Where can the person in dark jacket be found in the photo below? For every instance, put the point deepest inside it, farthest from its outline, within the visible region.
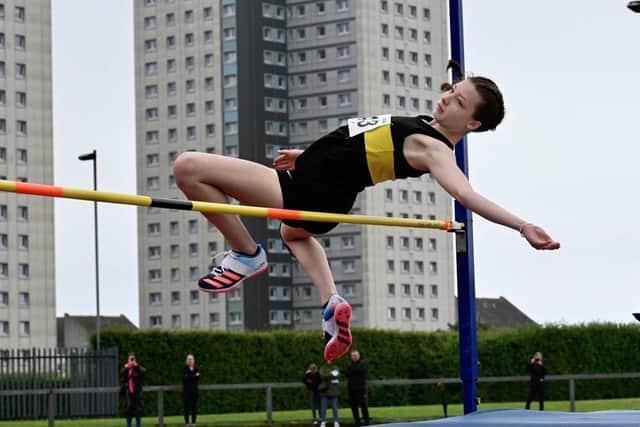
(329, 392)
(132, 380)
(357, 375)
(312, 380)
(536, 384)
(190, 379)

* * * * * * *

** What this task involves **
Images must not appear; print each record precisely as it reads.

** Task solution **
Where can the person in dark jacket be found in the photo below? For every instance, put the point deepest inside it, farthest from its outline, within the visible region.
(329, 392)
(132, 380)
(357, 375)
(312, 380)
(536, 384)
(190, 379)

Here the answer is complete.